- **GOAL OF THE EXERCISE**: Reproduce the listing verbatim.

- **Point labeling examples**:
......

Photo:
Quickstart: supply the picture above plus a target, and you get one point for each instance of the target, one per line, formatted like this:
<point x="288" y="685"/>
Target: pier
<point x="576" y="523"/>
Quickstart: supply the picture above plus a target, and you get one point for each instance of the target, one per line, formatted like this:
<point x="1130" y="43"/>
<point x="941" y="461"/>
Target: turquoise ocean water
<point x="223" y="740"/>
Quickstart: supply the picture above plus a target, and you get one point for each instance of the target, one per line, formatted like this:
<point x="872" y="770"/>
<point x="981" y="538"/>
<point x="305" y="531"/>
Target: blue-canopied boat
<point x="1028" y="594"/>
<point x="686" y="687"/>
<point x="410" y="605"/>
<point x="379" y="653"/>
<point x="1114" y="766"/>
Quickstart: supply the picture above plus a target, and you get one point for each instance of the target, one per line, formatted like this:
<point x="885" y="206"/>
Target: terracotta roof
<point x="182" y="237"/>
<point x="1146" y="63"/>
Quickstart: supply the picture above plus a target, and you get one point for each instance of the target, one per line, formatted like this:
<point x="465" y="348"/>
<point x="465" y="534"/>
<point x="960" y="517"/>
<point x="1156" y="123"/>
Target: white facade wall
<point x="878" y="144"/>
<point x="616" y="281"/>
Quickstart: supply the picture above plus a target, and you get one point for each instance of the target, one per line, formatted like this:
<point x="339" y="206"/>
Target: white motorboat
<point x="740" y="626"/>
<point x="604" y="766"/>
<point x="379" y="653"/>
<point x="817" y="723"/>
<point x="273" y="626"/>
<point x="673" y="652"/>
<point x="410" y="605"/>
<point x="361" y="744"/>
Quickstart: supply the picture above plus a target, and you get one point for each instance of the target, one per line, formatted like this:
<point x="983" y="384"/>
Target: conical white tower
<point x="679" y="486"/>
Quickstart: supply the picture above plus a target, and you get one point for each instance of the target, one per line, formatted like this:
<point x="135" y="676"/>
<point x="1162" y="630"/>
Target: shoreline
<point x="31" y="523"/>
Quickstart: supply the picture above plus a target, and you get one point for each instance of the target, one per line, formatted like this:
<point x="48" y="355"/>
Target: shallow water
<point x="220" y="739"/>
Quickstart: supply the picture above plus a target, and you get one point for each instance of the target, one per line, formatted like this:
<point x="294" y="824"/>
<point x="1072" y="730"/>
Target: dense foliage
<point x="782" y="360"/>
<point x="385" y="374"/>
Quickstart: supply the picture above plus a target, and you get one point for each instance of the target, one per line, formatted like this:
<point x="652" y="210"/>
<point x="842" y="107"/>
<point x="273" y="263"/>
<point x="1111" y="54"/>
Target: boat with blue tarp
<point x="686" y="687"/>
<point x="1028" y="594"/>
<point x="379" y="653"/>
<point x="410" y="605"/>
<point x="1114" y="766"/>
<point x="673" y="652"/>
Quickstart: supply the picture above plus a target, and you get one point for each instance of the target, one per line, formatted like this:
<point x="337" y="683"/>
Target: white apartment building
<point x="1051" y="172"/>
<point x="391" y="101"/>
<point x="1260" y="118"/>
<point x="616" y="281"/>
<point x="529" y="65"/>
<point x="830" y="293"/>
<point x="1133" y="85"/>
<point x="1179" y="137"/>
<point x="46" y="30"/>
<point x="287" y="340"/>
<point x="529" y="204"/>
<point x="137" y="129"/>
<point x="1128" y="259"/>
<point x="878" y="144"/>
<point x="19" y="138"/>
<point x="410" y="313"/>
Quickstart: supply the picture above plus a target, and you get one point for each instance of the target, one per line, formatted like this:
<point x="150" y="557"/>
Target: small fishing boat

......

- **EXERCISE OUTPUT**:
Photo:
Quickstart: supply the picture above plus a target, and you get one point for each instance of the target, one per line, formatted like this:
<point x="288" y="685"/>
Target: pier
<point x="576" y="523"/>
Quickstart: supply the picture above plus a target, and you get one point for each instance of the target, one per line, formatted like this:
<point x="1130" y="43"/>
<point x="941" y="461"/>
Target: turquoise ocean water
<point x="223" y="740"/>
Quickstart: supply the picture above plus a target, and you get one point for each instance of the target, one per line, formatted like this:
<point x="872" y="770"/>
<point x="981" y="538"/>
<point x="305" y="531"/>
Target: blue-canopied boat
<point x="1028" y="594"/>
<point x="686" y="687"/>
<point x="410" y="605"/>
<point x="379" y="653"/>
<point x="1114" y="766"/>
Quickstart: supply the picture above plus a target, and you get one point for each instance of the target, one per line, formatted like this:
<point x="885" y="206"/>
Target: terracotta roof
<point x="182" y="237"/>
<point x="1146" y="63"/>
Quickstart: supply the picture above plus a target, and you get one point for each instance of the target, one per line, formatted like this:
<point x="465" y="348"/>
<point x="465" y="534"/>
<point x="960" y="517"/>
<point x="1156" y="123"/>
Target: white facade wall
<point x="878" y="144"/>
<point x="616" y="281"/>
Quickstart: supply the picture above plus a target, and you get one point for each instance of the target, one per line, formatted like this:
<point x="339" y="206"/>
Target: white motorboat
<point x="740" y="626"/>
<point x="604" y="766"/>
<point x="379" y="653"/>
<point x="817" y="723"/>
<point x="273" y="626"/>
<point x="673" y="652"/>
<point x="410" y="605"/>
<point x="361" y="744"/>
Quickstart: supply the picture above plus a target, and you get one point for each instance of the target, one per line, formatted like this:
<point x="983" y="384"/>
Target: conical white tower
<point x="679" y="486"/>
Quickstart: supply the picture above plus a target, and you get one point for each instance of the target, one per line, formatted like this:
<point x="135" y="676"/>
<point x="1162" y="630"/>
Target: shoreline
<point x="31" y="523"/>
Quickstart: supply the picture above plus a target, and you get one point for each instance of the target, one per line, formatted like this:
<point x="48" y="355"/>
Target: shallow water
<point x="220" y="739"/>
Quickstart: supply the picture above plus a target, and you get one point for each instance of the target, one per line, formatted like this:
<point x="294" y="824"/>
<point x="1072" y="730"/>
Target: dense foliage
<point x="782" y="360"/>
<point x="385" y="374"/>
Quickstart: supply the picture above plus a target, and you get one point for each instance of the target, one per line, formatted like this:
<point x="652" y="210"/>
<point x="842" y="107"/>
<point x="273" y="263"/>
<point x="1111" y="54"/>
Target: boat with blue tarp
<point x="686" y="687"/>
<point x="1028" y="594"/>
<point x="379" y="653"/>
<point x="410" y="605"/>
<point x="1114" y="766"/>
<point x="673" y="652"/>
Quickstart: supply the picture above plus a target, and you get one point for each instance of the target, one per line, formatted like this:
<point x="337" y="683"/>
Target: white apartment building
<point x="1051" y="172"/>
<point x="391" y="101"/>
<point x="1260" y="118"/>
<point x="616" y="281"/>
<point x="529" y="65"/>
<point x="830" y="293"/>
<point x="1133" y="85"/>
<point x="1179" y="137"/>
<point x="46" y="30"/>
<point x="287" y="340"/>
<point x="529" y="204"/>
<point x="137" y="129"/>
<point x="1128" y="259"/>
<point x="878" y="144"/>
<point x="19" y="138"/>
<point x="410" y="313"/>
Quickstart: supply the picture above plus a target, and you get one point for each instance of the target, one per line, formatted like this:
<point x="150" y="557"/>
Target: small fishing boat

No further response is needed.